# Required action
The material below holds a span beginning at the line with "Place one point per instance of the foreground" and ending at the line with "Place one point per instance of the bridge pier.". Quote that span exactly, both ends included, and only that span.
══ Data under study
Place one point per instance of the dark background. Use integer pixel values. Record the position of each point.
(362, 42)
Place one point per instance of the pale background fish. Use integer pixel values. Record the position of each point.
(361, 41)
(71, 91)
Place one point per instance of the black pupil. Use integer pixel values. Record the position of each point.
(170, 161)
════
══ Data under study
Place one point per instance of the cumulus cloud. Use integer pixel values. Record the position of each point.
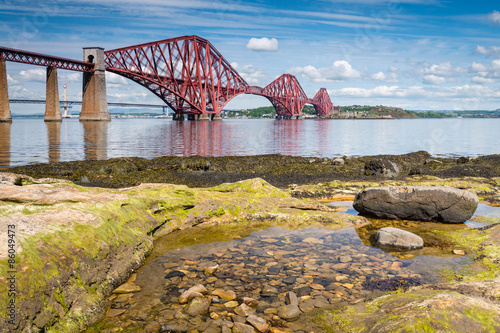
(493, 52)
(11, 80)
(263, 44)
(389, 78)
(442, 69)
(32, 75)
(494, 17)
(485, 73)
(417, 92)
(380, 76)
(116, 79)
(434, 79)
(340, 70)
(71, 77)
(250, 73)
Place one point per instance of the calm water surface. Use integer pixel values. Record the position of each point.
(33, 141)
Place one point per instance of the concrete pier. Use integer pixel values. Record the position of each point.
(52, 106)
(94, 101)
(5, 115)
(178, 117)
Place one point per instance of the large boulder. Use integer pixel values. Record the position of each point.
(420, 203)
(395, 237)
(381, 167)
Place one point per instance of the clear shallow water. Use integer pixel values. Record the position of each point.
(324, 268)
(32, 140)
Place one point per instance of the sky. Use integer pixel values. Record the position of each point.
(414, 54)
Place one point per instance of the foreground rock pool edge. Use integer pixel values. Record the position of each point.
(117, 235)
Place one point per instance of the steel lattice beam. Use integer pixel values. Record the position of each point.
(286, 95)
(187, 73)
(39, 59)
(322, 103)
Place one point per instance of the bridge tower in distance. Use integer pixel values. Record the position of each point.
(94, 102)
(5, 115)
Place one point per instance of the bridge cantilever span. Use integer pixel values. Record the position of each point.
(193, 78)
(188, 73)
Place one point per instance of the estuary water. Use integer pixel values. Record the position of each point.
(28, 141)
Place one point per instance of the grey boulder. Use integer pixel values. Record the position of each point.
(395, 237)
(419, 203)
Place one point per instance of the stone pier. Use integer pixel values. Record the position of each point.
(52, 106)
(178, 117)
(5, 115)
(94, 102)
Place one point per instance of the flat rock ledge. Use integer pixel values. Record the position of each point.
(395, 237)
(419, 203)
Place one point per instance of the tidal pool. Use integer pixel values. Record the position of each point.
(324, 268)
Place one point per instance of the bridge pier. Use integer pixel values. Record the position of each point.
════
# Written solution
Place one point per instance of the foreground rock pool edge. Use integer pixel values. Record the position of each point.
(117, 235)
Place one point per instance of the steel lattice beam. Use integer pixel values. Record the position of each point.
(286, 95)
(187, 73)
(39, 59)
(322, 103)
Place one point per instance of the bridge tower in distance. Use integer pixel values. Record the position of each point.
(94, 102)
(5, 115)
Place one point per instance of the bridge cantilever span. Use integer pixel values. Record the position of each point.
(193, 78)
(188, 73)
Place one point per instance of the estuary water. Use integer pixel values. Record the position of each point.
(28, 141)
Place one point per instance of the grey boulder. Use integer pixel values. Record the position of each point.
(395, 237)
(419, 203)
Place one point per instance of the stone pier. Use integer pixel values. Record the position of each point.
(52, 106)
(178, 117)
(5, 115)
(94, 102)
Place one point per instance of the flat rock ledge. Use integer pixel values. Record the position of each point.
(395, 237)
(419, 203)
Place one point per instance of the tidal pool. Use integer pixel values. Record the position of each point.
(324, 268)
Place one point per instance of the bridge pier. Use integer pixel values. Record the position of each point.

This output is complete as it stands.